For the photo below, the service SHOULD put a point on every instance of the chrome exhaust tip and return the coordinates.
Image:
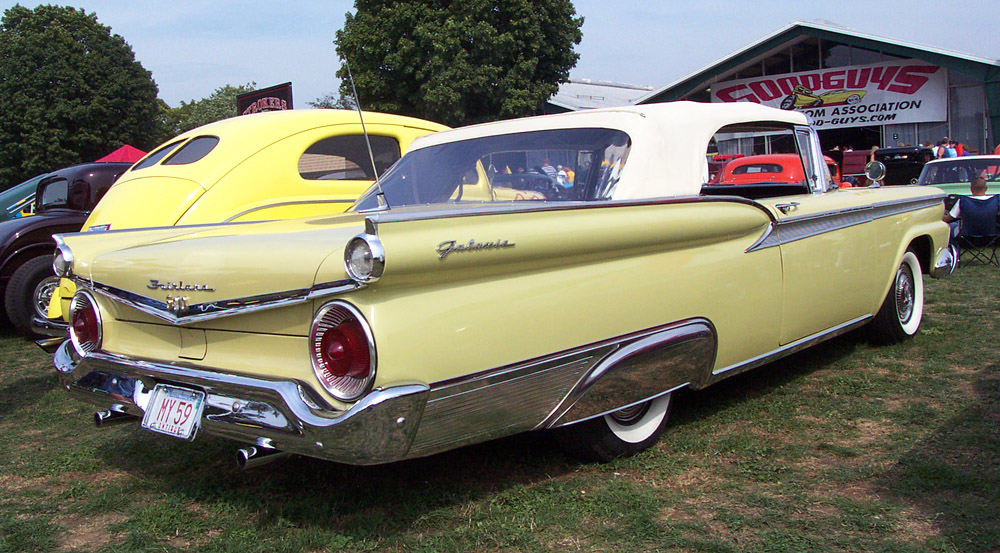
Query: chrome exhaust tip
(255, 456)
(112, 416)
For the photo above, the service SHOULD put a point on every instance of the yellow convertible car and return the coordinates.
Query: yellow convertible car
(436, 313)
(275, 165)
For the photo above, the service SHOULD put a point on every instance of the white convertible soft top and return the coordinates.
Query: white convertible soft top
(669, 140)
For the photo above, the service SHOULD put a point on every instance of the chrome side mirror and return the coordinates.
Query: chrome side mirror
(875, 171)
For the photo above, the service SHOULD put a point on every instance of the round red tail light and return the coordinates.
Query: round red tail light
(85, 323)
(342, 351)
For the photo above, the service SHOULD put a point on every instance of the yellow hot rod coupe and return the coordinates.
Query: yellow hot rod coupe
(436, 313)
(265, 166)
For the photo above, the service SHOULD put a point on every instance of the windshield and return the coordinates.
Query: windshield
(552, 165)
(960, 171)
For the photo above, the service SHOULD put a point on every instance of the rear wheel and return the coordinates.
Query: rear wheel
(619, 434)
(903, 308)
(28, 293)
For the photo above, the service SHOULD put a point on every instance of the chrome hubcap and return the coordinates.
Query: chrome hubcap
(43, 294)
(630, 415)
(904, 293)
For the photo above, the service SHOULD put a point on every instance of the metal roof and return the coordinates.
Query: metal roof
(580, 94)
(976, 67)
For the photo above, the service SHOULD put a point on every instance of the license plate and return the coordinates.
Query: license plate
(174, 411)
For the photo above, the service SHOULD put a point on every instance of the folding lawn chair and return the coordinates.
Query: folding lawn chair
(978, 235)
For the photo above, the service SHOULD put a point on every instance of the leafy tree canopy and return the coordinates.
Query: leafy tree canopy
(221, 104)
(458, 62)
(72, 92)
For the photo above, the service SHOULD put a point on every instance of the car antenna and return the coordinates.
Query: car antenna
(382, 203)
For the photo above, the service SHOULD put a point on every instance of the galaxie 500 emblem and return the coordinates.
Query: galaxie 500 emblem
(445, 248)
(157, 285)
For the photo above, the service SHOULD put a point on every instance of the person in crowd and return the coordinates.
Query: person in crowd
(561, 178)
(548, 169)
(978, 189)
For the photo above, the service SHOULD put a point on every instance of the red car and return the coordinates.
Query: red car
(771, 168)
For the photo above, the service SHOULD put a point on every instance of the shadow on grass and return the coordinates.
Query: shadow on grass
(386, 500)
(691, 405)
(364, 502)
(24, 392)
(953, 476)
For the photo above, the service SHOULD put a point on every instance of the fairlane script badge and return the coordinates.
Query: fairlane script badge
(157, 285)
(451, 246)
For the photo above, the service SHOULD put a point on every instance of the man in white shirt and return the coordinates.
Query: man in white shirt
(978, 189)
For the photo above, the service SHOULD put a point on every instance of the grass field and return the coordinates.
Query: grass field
(845, 447)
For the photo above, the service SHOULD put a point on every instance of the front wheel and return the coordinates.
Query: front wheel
(28, 293)
(622, 433)
(903, 308)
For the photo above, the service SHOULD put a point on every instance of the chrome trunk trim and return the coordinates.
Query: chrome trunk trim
(792, 229)
(218, 309)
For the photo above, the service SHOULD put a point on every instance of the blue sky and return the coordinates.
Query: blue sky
(193, 47)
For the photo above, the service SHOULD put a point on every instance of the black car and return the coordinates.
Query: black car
(903, 164)
(63, 200)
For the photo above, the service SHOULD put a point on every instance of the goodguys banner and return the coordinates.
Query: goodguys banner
(878, 94)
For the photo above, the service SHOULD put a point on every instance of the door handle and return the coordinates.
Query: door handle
(785, 208)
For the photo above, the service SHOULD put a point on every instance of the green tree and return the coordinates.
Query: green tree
(72, 90)
(458, 62)
(221, 104)
(330, 101)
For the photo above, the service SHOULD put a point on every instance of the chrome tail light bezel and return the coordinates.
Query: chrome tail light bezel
(331, 316)
(82, 300)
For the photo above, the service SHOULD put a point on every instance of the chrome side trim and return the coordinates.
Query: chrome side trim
(282, 413)
(641, 370)
(405, 214)
(218, 309)
(788, 349)
(283, 204)
(806, 226)
(590, 380)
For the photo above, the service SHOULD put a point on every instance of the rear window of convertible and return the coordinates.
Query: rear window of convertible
(550, 165)
(346, 157)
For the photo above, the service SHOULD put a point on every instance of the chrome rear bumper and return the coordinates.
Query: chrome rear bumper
(409, 419)
(283, 415)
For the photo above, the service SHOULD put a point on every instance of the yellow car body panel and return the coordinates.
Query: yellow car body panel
(250, 175)
(255, 164)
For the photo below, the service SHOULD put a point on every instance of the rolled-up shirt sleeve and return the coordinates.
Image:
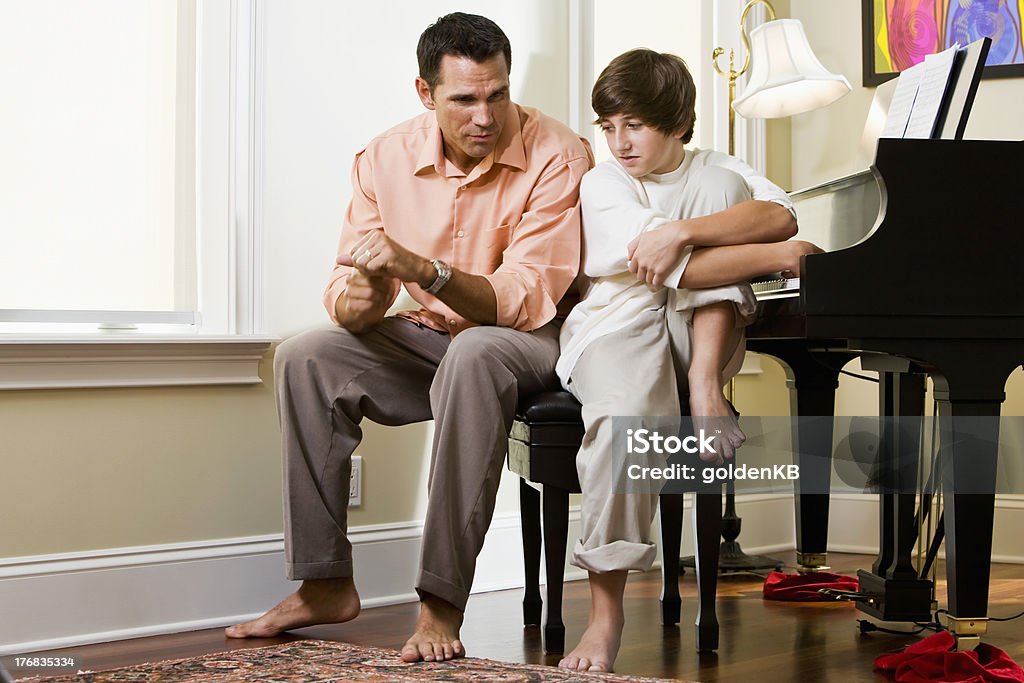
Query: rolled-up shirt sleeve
(543, 257)
(361, 215)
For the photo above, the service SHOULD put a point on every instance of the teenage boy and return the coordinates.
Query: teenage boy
(668, 231)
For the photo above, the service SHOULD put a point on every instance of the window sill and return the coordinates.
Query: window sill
(61, 361)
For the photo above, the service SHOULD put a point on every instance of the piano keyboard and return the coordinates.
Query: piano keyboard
(780, 287)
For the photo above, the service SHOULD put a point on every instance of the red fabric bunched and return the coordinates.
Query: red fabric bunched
(931, 659)
(804, 587)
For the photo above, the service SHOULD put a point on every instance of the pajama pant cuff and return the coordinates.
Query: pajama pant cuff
(615, 556)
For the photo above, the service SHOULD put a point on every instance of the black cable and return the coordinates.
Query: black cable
(990, 619)
(867, 627)
(859, 377)
(1006, 619)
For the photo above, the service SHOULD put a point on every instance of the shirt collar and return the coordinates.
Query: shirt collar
(510, 150)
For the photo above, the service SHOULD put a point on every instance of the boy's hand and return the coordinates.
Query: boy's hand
(652, 255)
(793, 252)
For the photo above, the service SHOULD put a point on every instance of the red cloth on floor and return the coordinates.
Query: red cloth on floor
(804, 587)
(931, 659)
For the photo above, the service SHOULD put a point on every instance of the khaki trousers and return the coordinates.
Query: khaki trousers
(641, 371)
(328, 380)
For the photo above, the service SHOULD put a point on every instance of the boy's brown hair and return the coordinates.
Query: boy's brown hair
(654, 87)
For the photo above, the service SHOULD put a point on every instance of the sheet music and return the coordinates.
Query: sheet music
(929, 101)
(902, 102)
(919, 96)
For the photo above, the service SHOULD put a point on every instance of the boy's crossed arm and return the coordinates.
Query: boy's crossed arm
(739, 243)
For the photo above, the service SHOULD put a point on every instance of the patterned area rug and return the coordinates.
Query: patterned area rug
(323, 662)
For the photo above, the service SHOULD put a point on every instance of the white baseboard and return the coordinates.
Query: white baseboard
(56, 601)
(853, 526)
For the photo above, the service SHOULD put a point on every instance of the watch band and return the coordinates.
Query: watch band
(443, 274)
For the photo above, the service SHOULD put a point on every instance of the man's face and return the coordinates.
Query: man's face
(641, 148)
(470, 100)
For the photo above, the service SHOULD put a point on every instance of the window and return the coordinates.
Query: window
(128, 169)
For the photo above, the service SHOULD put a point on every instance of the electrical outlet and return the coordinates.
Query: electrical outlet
(355, 483)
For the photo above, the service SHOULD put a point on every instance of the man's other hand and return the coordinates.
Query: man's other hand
(365, 301)
(377, 255)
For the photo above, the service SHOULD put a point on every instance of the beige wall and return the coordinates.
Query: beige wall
(92, 469)
(105, 468)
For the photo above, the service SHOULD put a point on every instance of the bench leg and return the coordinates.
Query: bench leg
(708, 532)
(556, 530)
(672, 531)
(529, 516)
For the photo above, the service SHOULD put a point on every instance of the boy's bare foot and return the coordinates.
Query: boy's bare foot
(713, 415)
(597, 647)
(436, 637)
(316, 601)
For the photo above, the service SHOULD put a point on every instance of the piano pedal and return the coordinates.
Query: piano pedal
(849, 596)
(811, 562)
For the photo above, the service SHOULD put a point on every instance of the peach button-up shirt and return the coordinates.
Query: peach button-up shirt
(513, 219)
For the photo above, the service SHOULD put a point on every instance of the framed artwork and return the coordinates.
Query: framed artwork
(898, 34)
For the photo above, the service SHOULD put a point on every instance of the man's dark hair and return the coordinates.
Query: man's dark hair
(654, 87)
(460, 35)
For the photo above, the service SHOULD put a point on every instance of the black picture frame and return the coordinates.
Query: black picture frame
(872, 77)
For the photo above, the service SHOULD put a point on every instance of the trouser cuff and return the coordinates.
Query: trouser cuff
(446, 591)
(303, 570)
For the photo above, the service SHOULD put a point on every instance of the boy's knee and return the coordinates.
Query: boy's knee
(719, 187)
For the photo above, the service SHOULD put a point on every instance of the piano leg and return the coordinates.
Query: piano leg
(969, 378)
(968, 456)
(812, 378)
(900, 594)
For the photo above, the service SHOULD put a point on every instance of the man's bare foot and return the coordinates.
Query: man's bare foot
(436, 637)
(316, 601)
(597, 648)
(713, 415)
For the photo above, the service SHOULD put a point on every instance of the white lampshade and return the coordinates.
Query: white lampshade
(785, 77)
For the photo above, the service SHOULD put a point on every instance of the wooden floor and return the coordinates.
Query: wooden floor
(760, 640)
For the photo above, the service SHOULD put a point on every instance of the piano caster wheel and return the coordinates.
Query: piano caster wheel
(554, 640)
(531, 612)
(967, 643)
(670, 611)
(708, 637)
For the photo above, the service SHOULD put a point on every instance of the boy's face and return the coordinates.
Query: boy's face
(640, 148)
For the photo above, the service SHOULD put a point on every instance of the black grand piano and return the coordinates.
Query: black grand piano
(931, 290)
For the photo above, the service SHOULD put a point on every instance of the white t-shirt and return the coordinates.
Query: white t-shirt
(616, 208)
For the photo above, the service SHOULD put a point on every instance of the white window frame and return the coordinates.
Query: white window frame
(230, 243)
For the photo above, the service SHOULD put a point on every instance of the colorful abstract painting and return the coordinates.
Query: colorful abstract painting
(899, 33)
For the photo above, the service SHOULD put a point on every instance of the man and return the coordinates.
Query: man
(474, 207)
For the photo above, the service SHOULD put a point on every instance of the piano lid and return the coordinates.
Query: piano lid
(945, 245)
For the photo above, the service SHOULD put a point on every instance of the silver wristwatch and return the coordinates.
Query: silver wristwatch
(443, 274)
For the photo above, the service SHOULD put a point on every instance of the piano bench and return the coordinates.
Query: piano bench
(543, 444)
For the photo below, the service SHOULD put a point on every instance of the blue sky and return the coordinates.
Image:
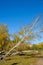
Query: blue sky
(16, 13)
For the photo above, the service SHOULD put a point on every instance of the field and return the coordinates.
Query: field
(18, 60)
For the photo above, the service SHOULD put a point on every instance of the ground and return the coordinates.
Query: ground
(18, 60)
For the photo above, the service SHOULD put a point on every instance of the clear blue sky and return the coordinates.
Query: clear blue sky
(16, 13)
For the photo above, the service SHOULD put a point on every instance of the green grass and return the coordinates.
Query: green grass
(18, 60)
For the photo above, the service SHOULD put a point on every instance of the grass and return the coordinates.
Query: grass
(18, 60)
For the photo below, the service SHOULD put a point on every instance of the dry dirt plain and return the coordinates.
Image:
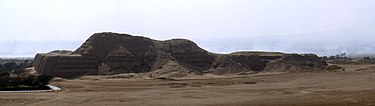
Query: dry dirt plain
(354, 86)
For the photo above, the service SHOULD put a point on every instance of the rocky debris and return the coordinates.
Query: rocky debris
(170, 70)
(296, 63)
(112, 53)
(232, 64)
(368, 69)
(333, 67)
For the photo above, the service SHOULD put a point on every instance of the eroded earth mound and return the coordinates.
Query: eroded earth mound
(113, 53)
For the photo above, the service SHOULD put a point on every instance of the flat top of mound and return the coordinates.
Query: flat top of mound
(258, 53)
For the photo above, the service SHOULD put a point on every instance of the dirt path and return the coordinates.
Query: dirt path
(294, 89)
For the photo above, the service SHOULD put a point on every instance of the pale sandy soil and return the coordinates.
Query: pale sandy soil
(340, 88)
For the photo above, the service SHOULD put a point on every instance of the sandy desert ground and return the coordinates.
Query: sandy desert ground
(354, 86)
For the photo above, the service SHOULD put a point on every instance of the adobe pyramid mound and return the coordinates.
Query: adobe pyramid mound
(113, 53)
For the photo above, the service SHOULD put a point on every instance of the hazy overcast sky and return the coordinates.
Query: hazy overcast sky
(163, 19)
(76, 20)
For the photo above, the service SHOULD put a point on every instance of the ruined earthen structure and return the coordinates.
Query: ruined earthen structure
(113, 53)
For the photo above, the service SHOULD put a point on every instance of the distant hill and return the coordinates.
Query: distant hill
(15, 49)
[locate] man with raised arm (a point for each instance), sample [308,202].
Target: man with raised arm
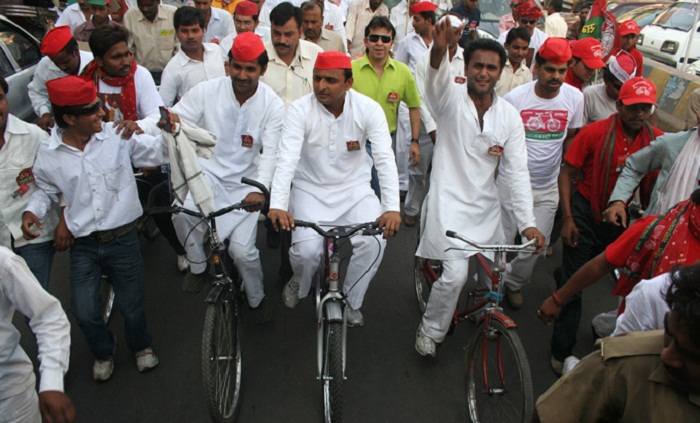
[476,132]
[323,175]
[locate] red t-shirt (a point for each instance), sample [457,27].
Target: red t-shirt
[581,152]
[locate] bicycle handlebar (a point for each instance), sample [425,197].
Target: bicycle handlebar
[338,232]
[494,247]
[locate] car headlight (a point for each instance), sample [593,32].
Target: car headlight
[670,47]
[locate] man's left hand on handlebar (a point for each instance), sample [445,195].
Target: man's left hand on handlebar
[531,233]
[390,222]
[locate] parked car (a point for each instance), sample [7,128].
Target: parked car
[19,54]
[665,40]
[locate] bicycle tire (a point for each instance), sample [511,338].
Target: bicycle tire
[333,373]
[511,401]
[221,360]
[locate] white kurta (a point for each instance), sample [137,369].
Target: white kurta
[463,195]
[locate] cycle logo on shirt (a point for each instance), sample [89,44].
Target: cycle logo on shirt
[544,125]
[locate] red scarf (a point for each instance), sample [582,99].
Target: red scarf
[603,158]
[95,73]
[662,245]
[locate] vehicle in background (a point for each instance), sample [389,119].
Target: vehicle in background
[19,54]
[666,39]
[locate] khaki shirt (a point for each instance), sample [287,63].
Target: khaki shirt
[153,43]
[622,382]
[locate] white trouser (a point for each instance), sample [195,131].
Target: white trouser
[305,257]
[21,408]
[545,204]
[403,144]
[418,177]
[240,228]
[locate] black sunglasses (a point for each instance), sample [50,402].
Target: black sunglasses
[373,38]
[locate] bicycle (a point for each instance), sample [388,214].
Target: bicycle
[221,347]
[330,315]
[495,391]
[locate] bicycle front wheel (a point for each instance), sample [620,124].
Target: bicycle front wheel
[221,360]
[333,373]
[499,382]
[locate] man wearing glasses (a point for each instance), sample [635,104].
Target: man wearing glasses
[388,82]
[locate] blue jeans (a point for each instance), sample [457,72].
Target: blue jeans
[120,259]
[39,258]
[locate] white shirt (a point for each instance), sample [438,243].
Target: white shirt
[45,71]
[597,105]
[243,130]
[510,79]
[410,50]
[645,307]
[220,25]
[463,195]
[293,81]
[22,141]
[182,73]
[456,74]
[20,290]
[71,16]
[546,123]
[555,26]
[325,156]
[98,183]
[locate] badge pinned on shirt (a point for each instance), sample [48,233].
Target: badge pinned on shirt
[496,151]
[247,141]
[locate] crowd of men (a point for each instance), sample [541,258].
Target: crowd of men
[345,110]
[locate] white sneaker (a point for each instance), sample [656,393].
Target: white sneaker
[102,369]
[425,346]
[290,293]
[182,264]
[146,360]
[354,317]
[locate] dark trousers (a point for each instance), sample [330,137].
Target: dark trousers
[592,239]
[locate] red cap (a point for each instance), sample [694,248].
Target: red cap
[637,90]
[555,50]
[55,40]
[247,47]
[590,51]
[529,10]
[246,8]
[424,6]
[332,60]
[629,27]
[71,90]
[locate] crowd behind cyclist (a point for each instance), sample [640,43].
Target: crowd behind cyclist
[344,110]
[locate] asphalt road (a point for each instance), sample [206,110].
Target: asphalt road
[387,381]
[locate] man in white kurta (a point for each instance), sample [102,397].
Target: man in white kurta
[248,121]
[477,131]
[322,158]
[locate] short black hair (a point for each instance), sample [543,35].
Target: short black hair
[188,16]
[485,44]
[262,60]
[105,37]
[557,5]
[518,33]
[283,12]
[380,22]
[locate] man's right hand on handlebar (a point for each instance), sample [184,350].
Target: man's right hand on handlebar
[281,219]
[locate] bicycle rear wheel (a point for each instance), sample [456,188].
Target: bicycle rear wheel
[499,383]
[221,359]
[333,373]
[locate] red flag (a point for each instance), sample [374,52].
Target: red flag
[602,26]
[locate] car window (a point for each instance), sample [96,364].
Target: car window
[24,52]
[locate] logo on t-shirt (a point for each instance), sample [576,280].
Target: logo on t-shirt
[545,125]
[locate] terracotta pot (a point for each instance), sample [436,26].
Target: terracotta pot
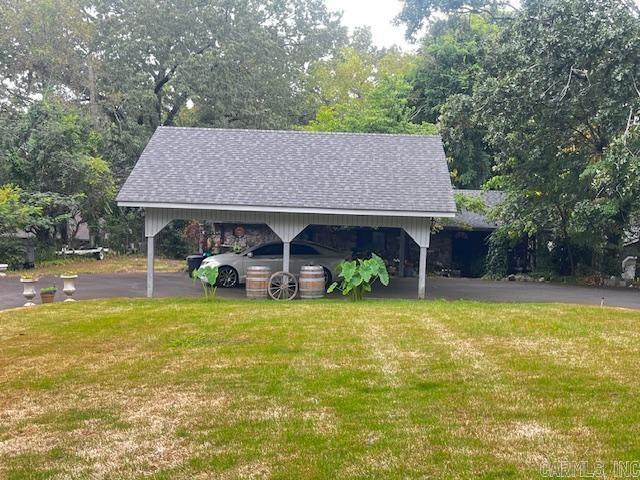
[47,297]
[69,287]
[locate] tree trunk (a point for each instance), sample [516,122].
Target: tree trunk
[93,102]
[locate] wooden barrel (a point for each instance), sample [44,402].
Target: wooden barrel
[258,281]
[312,281]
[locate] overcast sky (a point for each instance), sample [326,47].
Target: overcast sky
[378,14]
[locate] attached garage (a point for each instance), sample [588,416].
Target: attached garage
[289,180]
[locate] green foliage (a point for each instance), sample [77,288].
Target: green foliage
[497,261]
[415,12]
[52,155]
[363,94]
[451,61]
[561,90]
[358,276]
[470,203]
[11,251]
[207,275]
[48,290]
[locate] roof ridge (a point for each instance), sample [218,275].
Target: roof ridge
[212,129]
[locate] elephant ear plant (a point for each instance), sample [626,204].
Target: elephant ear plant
[208,276]
[358,276]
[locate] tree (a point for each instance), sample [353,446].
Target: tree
[378,102]
[15,215]
[450,63]
[415,12]
[52,155]
[562,87]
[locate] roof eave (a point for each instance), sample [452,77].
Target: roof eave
[279,209]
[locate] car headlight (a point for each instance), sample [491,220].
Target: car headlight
[210,262]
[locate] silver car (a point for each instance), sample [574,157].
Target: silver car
[233,266]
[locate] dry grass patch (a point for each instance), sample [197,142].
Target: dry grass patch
[232,389]
[111,264]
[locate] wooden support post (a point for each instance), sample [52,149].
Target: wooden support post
[150,265]
[286,256]
[402,255]
[422,274]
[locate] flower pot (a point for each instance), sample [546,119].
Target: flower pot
[69,287]
[29,290]
[47,297]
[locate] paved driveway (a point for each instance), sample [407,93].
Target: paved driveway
[177,284]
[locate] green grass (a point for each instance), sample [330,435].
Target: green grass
[180,389]
[111,264]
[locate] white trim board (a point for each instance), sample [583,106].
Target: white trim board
[316,211]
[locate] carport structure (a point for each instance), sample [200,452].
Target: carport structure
[289,180]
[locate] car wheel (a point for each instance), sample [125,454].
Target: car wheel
[228,277]
[328,278]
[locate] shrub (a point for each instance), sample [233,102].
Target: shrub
[358,276]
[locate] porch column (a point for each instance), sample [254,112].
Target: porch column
[150,265]
[286,256]
[422,274]
[420,230]
[402,254]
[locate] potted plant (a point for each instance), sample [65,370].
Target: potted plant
[358,276]
[48,294]
[29,291]
[69,287]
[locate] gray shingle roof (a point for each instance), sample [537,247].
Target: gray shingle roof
[336,171]
[476,220]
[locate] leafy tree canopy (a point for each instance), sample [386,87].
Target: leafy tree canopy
[379,103]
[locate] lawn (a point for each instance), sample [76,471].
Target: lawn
[182,389]
[111,264]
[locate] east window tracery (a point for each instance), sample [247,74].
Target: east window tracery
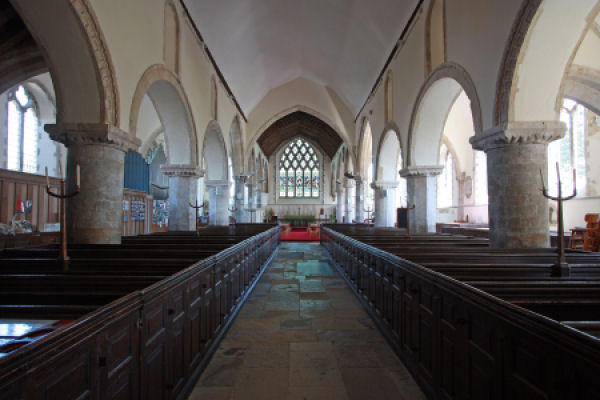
[22,149]
[299,171]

========================

Restate word for word the lines in the material above from the one with "Target: paved driveway" to the one with "[locate] porch column"; both of those lines count, and nothing else does.

Target: paved driveway
[177,284]
[locate] green grass (a point for each instance), sample [330,435].
Target: green grass
[180,389]
[111,264]
[locate] white trim board (a point for each instance), sample [583,106].
Target: white trim board
[316,211]
[locate] carport structure (a point for each instance), sample [200,452].
Target: carport structure
[289,180]
[locate] car wheel (a point for each instance), sample [125,454].
Target: car wheel
[228,277]
[328,278]
[locate] shrub (a point for each instance), sample [233,102].
Target: shrub
[358,276]
[locate] porch column (a point for each instance), sample [254,112].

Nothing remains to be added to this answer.